Text passage —
****************************************
The abortion legalization movement was most powerful in the late 1960s when it was led by doctors, lawyers, and clergy, all of whom argued that injuries from illegal abortions constituted a public health crisis; abortion only became seriously controversial in the 1970s when it became linked to feminism and women's empowerment. Roe v. Wade said that the decision to have an abortion had to be left, not solely to the woman, but to the woman in consultation with her doctor. Since then Planned Parenthood has tried very hard to emphasize its medical aspects in order to tamp down criticism of its birth control and abortion services.

Throughout these decades, though, the political toxicity of the abortion and birth control issues have been driving away obvious partners in women’s reproductive health work. Organizations like the Children’s Defense Fund, which had a clear interest in promoting reproductive health, stayed away from Planned Parenthood because, as one CDF staffer said in 1981, “the politics are so hairy.”
****************************************
Problem A —
Answer these from the passage on abortion politics and Planned Parenthood:
(i) Who led the abortion legalization movement in the late 1960s?
(ii) According to Roe v. Wade, who was the decision to have an abortion left to?
(iii) Which organization stayed away from Planned Parenthood?
Problem B — Continue the passage on abortion politics and Planned Parenthood from its last sentence.
The stored entries aren't needed here.

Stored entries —
****************************************
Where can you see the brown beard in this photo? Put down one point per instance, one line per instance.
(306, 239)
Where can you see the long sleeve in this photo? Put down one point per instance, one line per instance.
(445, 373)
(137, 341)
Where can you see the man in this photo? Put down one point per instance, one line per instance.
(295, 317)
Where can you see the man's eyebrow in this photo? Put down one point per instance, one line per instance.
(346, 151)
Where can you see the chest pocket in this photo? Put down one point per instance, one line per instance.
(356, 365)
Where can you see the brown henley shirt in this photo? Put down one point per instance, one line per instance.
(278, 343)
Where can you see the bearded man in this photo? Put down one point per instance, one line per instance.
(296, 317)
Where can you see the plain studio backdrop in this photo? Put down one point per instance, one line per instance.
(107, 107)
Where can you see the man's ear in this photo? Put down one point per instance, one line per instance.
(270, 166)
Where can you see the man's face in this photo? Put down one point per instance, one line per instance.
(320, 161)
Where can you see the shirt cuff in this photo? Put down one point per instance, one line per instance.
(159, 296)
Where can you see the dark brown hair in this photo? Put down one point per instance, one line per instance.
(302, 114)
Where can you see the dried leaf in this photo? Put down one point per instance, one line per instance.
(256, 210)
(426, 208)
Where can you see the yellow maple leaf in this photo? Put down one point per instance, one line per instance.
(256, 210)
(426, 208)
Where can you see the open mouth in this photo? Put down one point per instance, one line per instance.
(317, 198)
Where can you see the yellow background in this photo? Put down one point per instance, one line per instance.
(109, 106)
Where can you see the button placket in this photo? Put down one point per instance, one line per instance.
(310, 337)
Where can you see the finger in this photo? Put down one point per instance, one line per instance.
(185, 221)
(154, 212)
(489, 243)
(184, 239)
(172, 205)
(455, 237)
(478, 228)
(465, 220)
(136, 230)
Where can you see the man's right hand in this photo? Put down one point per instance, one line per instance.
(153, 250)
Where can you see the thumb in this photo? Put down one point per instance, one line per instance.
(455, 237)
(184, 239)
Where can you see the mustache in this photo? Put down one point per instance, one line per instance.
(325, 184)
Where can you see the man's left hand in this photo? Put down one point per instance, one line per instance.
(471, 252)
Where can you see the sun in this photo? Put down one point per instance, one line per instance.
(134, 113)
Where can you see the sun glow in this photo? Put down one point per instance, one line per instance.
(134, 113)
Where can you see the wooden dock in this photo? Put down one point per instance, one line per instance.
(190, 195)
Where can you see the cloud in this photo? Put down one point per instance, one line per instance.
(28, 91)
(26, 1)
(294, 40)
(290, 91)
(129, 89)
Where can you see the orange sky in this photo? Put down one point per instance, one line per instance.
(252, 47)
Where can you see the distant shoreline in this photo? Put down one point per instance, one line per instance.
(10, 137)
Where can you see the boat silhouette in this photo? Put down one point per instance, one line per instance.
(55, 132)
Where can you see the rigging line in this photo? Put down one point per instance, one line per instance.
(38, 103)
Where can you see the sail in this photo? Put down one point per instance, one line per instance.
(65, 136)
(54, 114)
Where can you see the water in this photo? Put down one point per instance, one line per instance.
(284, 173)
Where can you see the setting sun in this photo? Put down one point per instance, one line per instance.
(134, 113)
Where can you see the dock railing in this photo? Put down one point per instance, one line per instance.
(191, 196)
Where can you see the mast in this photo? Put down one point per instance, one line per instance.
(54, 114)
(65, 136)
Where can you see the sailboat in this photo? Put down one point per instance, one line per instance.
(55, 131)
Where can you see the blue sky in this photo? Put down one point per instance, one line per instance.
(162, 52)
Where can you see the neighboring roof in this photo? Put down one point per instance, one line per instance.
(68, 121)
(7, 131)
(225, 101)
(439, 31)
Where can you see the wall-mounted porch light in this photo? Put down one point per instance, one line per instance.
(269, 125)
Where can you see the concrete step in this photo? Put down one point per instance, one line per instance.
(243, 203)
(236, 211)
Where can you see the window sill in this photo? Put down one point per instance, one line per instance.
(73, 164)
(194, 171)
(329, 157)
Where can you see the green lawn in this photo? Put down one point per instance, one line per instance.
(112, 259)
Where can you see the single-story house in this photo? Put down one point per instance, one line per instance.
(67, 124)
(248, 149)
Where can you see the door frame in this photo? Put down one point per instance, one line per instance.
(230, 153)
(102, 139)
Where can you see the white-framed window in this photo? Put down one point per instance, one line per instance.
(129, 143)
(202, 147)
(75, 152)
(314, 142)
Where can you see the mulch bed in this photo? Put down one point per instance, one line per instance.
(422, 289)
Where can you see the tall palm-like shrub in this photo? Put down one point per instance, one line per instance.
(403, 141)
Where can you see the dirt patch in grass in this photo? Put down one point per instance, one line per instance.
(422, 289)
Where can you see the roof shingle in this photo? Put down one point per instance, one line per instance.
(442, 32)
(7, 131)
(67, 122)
****************************************
Reply A —
(i) Doctors, lawyers, and clergy.
(ii) The woman in consultation with her doctor.
(iii) The Children's Defense Fund.

Reply B —
This latest round with the Komen Foundation has many Planned Parenthood supporters arguing that PPFA should more proudly emphasize the feminist side of its work since its efforts to brand itself as a basic heath care provider don’t seem to be working anyway. A letter that Planned Parenthood has posted on its website from a supporter proclaims
Planned Parenthood isn't just a family of organizations. It's a movement. It's women and men of all ages who believe that health care — including reproductive health care — is a basic human right. We are millions strong. We are everywhere. We act, we give, and we do whatever it takes to make sure that Planned Parenthood is there for the women, men, and teens who rely on them. 
Know this: When you go after Planned Parenthood and the people they serve, you go after ME. I stand with Planned Parenthood. I stand with them against anyone who wants to stop women from receiving the health care they need. I stand with them today, tomorrow, and for as long as I need to.
Planned Parenthood has endorsed this letter, which still emphasizes its medical services while also taking a very assertive stand in favor of women’s rights. Some want to go farther. Abigail Collazo atFem2.0 writes about “the women’s movement as a whole” that 
We’re always trying so hard not to offend people, to convince the mainstream that we’re not crazy, psycho feminists who are out to get you….Instead of fighting on our issues and spreading awareness about perfectly legitimate threats to women’s rights, health, and well-being, we’ve gotten ourselves sucked into the argument about whether these threats really are threats.   It’s like being a candidate for President and spending all your time and energy just trying to get on the ballot. 
Instead, we’ve taken to messaging around “women’s issues”  by demonstrating how little these things we fight for actually matter.  We sell our strategy by saying “but this wouldn’t allow any federal money to specifically fund abortion!” and “but Planned Parenthood only spends 3% of its money on providing abortion services!”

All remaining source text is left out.